The lines to retype are the one with "Pick out the pile" and all that follow it to the end of the entries below; copy them exactly and nothing else.

*** Opening Data provided ***

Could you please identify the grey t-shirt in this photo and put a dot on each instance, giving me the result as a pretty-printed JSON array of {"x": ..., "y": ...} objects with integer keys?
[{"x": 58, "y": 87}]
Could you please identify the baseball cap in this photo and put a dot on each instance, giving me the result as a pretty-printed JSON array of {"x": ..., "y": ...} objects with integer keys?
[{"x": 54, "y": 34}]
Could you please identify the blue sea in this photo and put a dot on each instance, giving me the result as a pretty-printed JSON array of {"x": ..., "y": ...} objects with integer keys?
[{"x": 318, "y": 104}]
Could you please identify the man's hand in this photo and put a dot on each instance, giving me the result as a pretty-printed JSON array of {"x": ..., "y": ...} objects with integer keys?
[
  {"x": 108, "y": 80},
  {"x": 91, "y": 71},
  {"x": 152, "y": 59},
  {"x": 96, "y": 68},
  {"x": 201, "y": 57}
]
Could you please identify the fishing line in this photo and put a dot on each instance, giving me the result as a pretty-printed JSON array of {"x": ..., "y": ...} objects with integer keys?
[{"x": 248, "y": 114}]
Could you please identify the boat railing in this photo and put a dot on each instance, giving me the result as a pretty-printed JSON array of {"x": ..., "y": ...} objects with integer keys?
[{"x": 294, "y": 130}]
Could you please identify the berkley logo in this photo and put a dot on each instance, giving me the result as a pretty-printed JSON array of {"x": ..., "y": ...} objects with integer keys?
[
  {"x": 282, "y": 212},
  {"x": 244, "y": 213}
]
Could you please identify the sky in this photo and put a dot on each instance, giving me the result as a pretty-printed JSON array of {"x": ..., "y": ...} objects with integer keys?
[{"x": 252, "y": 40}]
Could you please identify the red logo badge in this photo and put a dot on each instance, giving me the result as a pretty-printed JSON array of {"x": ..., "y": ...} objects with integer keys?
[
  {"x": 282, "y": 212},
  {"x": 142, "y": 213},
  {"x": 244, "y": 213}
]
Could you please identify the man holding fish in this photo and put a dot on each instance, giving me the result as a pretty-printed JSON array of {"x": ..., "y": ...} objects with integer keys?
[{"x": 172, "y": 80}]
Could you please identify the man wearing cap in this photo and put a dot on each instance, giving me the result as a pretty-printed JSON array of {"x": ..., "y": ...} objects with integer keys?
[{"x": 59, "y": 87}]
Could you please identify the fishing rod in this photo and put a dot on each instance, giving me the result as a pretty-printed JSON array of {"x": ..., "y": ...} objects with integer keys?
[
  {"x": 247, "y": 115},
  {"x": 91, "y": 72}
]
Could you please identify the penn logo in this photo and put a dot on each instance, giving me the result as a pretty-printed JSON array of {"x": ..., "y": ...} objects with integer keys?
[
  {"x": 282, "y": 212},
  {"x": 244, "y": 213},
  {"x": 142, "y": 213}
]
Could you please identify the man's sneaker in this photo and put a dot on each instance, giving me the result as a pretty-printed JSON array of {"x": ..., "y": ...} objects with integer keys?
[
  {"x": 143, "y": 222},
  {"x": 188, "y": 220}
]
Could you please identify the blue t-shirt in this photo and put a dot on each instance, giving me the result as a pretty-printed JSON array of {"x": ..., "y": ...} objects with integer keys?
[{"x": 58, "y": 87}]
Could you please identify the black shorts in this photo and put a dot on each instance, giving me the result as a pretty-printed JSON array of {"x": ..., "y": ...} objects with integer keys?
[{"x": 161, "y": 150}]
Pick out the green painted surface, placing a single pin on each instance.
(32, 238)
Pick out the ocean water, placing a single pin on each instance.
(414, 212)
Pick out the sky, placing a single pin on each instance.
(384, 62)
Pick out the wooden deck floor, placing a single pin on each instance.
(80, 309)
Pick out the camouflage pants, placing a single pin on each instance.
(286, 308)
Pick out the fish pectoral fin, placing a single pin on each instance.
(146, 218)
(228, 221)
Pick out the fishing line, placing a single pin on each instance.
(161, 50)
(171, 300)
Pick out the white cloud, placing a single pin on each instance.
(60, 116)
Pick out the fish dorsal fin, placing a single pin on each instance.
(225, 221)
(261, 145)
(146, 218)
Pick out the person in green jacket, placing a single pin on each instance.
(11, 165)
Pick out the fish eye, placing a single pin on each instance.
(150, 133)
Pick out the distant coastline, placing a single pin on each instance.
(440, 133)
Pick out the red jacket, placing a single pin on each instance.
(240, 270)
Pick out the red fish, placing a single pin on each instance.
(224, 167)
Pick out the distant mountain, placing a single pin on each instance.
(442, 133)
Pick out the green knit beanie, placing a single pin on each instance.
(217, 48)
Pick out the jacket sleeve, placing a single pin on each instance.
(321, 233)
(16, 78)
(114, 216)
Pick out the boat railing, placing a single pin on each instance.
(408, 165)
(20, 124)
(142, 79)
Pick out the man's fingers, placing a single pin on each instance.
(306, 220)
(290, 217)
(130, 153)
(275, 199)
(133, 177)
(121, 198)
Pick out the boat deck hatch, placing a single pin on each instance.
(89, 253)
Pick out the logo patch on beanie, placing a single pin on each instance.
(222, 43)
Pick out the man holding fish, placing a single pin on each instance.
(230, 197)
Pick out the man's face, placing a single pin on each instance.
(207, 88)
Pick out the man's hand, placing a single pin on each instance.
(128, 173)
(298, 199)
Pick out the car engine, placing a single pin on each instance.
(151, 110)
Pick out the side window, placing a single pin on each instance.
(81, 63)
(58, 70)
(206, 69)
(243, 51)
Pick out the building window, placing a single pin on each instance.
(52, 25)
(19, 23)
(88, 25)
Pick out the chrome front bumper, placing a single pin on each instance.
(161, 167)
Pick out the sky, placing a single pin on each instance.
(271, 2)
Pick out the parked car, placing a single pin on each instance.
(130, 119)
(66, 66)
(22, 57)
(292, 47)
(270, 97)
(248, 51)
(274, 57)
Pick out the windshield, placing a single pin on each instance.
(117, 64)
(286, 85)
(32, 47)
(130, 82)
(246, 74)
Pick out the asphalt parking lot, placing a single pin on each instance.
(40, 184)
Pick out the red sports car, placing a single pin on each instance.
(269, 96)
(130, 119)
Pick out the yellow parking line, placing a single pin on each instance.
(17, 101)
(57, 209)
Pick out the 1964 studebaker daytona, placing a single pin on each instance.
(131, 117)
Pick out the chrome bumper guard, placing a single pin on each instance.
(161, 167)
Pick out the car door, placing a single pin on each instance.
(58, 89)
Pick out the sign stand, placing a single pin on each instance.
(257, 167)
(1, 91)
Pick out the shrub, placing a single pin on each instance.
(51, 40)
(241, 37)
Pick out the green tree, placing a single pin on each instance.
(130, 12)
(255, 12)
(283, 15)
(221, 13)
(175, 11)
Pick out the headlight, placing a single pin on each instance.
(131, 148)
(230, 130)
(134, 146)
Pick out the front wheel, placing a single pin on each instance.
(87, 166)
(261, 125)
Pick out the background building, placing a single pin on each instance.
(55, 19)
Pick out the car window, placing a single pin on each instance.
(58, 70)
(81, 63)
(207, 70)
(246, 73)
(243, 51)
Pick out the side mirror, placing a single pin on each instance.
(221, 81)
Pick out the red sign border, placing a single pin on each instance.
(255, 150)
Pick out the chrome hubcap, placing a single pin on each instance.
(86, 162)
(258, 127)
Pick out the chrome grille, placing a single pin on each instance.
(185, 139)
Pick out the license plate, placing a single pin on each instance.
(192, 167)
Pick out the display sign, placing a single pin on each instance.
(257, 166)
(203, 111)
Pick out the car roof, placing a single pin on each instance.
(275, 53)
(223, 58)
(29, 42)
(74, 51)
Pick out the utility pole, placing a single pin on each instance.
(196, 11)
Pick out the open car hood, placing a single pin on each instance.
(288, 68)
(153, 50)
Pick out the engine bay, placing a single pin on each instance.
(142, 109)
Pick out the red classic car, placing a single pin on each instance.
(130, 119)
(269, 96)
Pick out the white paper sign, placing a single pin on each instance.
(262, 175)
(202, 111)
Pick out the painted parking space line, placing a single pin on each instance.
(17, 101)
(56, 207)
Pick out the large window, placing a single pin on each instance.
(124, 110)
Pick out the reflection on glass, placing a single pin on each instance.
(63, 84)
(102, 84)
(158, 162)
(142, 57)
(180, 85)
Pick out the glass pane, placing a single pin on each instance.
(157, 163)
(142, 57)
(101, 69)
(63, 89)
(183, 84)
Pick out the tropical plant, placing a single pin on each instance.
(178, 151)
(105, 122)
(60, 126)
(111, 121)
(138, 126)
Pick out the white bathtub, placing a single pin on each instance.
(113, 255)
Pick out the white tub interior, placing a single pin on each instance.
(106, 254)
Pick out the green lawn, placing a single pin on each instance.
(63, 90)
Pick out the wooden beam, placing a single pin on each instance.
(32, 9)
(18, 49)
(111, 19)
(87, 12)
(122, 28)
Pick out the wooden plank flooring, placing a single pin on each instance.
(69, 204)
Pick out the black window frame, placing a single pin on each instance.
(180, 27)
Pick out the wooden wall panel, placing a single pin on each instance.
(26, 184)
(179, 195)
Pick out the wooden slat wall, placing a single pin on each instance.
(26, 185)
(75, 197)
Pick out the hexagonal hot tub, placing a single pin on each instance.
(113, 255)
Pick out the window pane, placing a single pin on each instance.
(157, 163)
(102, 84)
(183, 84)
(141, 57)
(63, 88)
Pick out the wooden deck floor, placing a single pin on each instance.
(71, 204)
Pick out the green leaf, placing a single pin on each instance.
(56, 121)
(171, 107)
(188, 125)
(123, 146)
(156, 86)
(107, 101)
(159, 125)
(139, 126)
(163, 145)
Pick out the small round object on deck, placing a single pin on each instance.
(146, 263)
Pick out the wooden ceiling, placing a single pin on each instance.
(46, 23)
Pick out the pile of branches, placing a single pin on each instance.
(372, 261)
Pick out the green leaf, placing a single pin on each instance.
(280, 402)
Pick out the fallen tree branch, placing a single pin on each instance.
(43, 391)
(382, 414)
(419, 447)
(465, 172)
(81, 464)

*** Closing Data provided ***

**Solution to this problem**:
Pick out the pile of branches, placing a single pin on each instance.
(372, 261)
Pick out the green leaf, placing a single pin on each instance.
(280, 402)
Pick out the fallen tree branch, placing a single pin on each instance.
(43, 391)
(382, 414)
(419, 447)
(465, 172)
(81, 464)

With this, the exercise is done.